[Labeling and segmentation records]
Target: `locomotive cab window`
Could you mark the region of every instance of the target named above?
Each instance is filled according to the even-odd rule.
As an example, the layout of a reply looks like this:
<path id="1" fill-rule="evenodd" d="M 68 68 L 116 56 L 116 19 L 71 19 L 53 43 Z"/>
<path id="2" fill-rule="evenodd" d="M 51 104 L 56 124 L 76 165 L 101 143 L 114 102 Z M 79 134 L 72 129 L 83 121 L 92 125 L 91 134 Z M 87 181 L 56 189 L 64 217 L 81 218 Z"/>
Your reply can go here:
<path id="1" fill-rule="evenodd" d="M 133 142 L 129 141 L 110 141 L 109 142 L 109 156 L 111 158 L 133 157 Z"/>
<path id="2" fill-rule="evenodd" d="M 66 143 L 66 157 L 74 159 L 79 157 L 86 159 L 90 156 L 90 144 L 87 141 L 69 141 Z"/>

◆ **Written request**
Reproduce every line of the records above with no changes.

◆ **Exercise output**
Target: `locomotive cab window`
Could you mark the region of every instance of the target named above?
Each instance is filled according to the even-odd rule.
As an example, the layout of a reply looks like this:
<path id="1" fill-rule="evenodd" d="M 68 68 L 116 56 L 116 19 L 71 19 L 53 43 Z"/>
<path id="2" fill-rule="evenodd" d="M 51 104 L 56 124 L 76 165 L 101 143 L 114 102 Z M 79 134 L 72 129 L 83 121 L 92 125 L 91 134 Z M 87 181 L 56 189 L 64 217 L 81 218 Z"/>
Your reply can go here:
<path id="1" fill-rule="evenodd" d="M 133 142 L 129 141 L 110 141 L 109 142 L 109 156 L 111 158 L 133 157 Z"/>
<path id="2" fill-rule="evenodd" d="M 66 143 L 66 157 L 74 159 L 79 157 L 86 159 L 90 156 L 90 144 L 87 141 L 69 141 Z"/>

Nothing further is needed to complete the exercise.